◆ **EXTRACT**:
*-*-*

Lynbrook: 45/261: 17.2%
Monta Vista: 50/381: 13.1%

So it has nothing to do with Berkeley. Maybe MV is just a worse school? :thinking:

Early decision is not included?

The previous owner where I bought the SFH from bought a new house in WSJ claiming Lynbrook has special course. When I ask him, he hesitated to tell me. So, is something special but may not be a course.

PA and MV are supposedly very good high school but admission rates are much lower than Lynbrook. Lynbrook knows the trick.

If you get admitted to early decision, then you should withdraw all applications from other schools right away. Now that UCs do not offer any early admissions, its statistics cannot include any kids who get admitted to early decision schools.

Based on my experience, i don’t think school knows any trick on college admission. Lynbrook parents may?

How come you guys just refused to accept that maybe, just maybe, MV sucks? :rofl:

I updated the table with average home prices (in millions) on Redfin. It’s the average of house prices on the market right now. Best bang for the buck is Dougherty and Irvington. Monta Vista is 300K more expensive than Lynbrook but acceptance rate 13 points lower. Mountain View is waste of money.


Too much data. Starting to look like the Iowa caucuses. Atherton is the most desirable address. Not even mentioned. The super rich don’t care about public schools, I guess.

Who go to public schools in Atherton? Or Hillsboro? :exploding_head:

Hillsborough has great public schools! Atherton…not so much.

Which university is more difficult: UC Berkeley or Stanford?

Dror Maydan, studied at University of California, Berkeley

I got my BS in EECS from Cal and then proceeded to get a Ph.D. in CS at Stanford. While both were very positive experiences, the cultures at the two are very different.

When I first started at Stanford, the one sentence difference that stuck in my mind was that at Stanford the university likes the students. Let me highlight with a few stories.

*-*-*

◆ **PROBLEMS TO WORK ON**:
- 1) Which two places does the thread name as the best bang for the buck?
- 2) Write out everything in the thread from "Lynbrook: 45/261: 17.2%" down to "Lynbrook parents may?".
The records that come next stand apart from this thread and are unrelated to it.

*-*-*

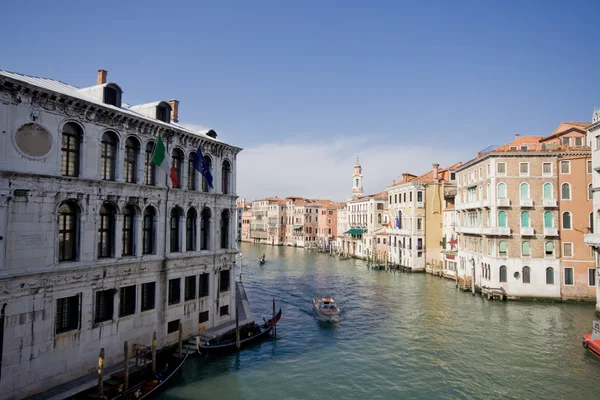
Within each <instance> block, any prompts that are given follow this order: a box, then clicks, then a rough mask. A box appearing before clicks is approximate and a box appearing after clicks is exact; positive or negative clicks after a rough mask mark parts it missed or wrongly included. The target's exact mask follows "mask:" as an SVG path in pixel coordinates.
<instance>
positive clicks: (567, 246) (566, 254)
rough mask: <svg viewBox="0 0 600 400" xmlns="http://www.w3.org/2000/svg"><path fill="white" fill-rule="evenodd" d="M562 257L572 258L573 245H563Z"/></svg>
mask: <svg viewBox="0 0 600 400" xmlns="http://www.w3.org/2000/svg"><path fill="white" fill-rule="evenodd" d="M563 256H564V257H573V243H563Z"/></svg>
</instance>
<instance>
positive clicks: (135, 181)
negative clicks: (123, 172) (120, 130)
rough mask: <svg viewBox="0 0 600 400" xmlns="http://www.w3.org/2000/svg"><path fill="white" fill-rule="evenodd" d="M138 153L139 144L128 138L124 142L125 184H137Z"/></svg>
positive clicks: (139, 150)
mask: <svg viewBox="0 0 600 400" xmlns="http://www.w3.org/2000/svg"><path fill="white" fill-rule="evenodd" d="M139 152H140V142H138V141H137V139H135V138H132V137H129V138H127V140H126V141H125V165H124V167H125V170H124V171H123V172H124V174H125V182H127V183H136V182H137V157H138V153H139Z"/></svg>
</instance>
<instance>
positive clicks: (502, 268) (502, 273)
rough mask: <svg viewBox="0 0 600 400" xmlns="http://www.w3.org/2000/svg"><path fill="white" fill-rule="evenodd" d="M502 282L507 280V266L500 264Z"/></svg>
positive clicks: (501, 281)
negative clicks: (506, 275)
mask: <svg viewBox="0 0 600 400" xmlns="http://www.w3.org/2000/svg"><path fill="white" fill-rule="evenodd" d="M499 272H500V277H499V278H500V282H506V266H505V265H502V266H500V271H499Z"/></svg>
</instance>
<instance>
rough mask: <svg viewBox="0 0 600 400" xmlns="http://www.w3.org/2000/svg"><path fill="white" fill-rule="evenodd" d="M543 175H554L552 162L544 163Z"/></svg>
mask: <svg viewBox="0 0 600 400" xmlns="http://www.w3.org/2000/svg"><path fill="white" fill-rule="evenodd" d="M542 175H543V176H551V175H552V163H542Z"/></svg>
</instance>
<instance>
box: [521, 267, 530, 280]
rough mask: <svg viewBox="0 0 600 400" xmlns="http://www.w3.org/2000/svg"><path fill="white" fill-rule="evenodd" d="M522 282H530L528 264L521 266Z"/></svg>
mask: <svg viewBox="0 0 600 400" xmlns="http://www.w3.org/2000/svg"><path fill="white" fill-rule="evenodd" d="M523 283H531V270H530V268H529V267H528V266H524V267H523Z"/></svg>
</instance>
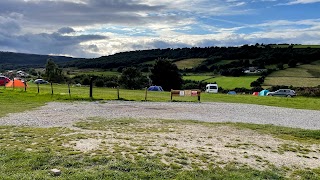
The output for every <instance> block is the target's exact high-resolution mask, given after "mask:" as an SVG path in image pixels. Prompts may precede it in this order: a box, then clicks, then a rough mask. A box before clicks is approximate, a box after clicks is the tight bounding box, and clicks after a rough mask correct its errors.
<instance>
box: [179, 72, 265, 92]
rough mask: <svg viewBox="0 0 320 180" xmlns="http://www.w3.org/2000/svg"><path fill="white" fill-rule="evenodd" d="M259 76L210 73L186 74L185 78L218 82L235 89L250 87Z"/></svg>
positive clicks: (183, 77) (221, 86)
mask: <svg viewBox="0 0 320 180" xmlns="http://www.w3.org/2000/svg"><path fill="white" fill-rule="evenodd" d="M258 77H259V76H242V77H226V76H217V77H213V76H210V75H206V76H205V75H200V76H184V77H183V79H188V80H194V81H204V82H207V83H213V82H216V83H217V84H218V85H219V87H222V88H223V89H234V88H242V87H244V88H247V89H250V88H251V87H250V84H251V82H253V81H255V80H256V79H257V78H258Z"/></svg>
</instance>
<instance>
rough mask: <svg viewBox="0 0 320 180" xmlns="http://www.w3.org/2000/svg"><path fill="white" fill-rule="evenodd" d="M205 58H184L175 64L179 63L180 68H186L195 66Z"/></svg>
mask: <svg viewBox="0 0 320 180" xmlns="http://www.w3.org/2000/svg"><path fill="white" fill-rule="evenodd" d="M204 60H206V59H205V58H194V59H183V60H181V61H177V62H175V63H174V64H176V65H177V67H178V68H179V69H185V68H194V67H196V66H198V65H199V64H201V63H202V62H203V61H204Z"/></svg>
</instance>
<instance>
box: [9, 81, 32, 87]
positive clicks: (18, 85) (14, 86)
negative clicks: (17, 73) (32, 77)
mask: <svg viewBox="0 0 320 180" xmlns="http://www.w3.org/2000/svg"><path fill="white" fill-rule="evenodd" d="M25 86H26V87H28V86H27V83H24V82H23V81H21V80H20V79H14V80H11V81H10V82H8V83H7V84H6V87H12V88H24V87H25Z"/></svg>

*-*-*

◆ **ACTIVITY ANSWERS**:
- 1) Dougherty and Irvington.

- 2)
Lynbrook: 45/261: 17.2%
Monta Vista: 50/381: 13.1%

So it has nothing to do with Berkeley. Maybe MV is just a worse school? :thinking:

Early decision is not included?

The previous owner where I bought the SFH from bought a new house in WSJ claiming Lynbrook has special course. When I ask him, he hesitated to tell me. So, is something special but may not be a course.

PA and MV are supposedly very good high school but admission rates are much lower than Lynbrook. Lynbrook knows the trick.

If you get admitted to early decision, then you should withdraw all applications from other schools right away. Now that UCs do not offer any early admissions, its statistics cannot include any kids who get admitted to early decision schools.

Based on my experience, i don’t think school knows any trick on college admission. Lynbrook parents may?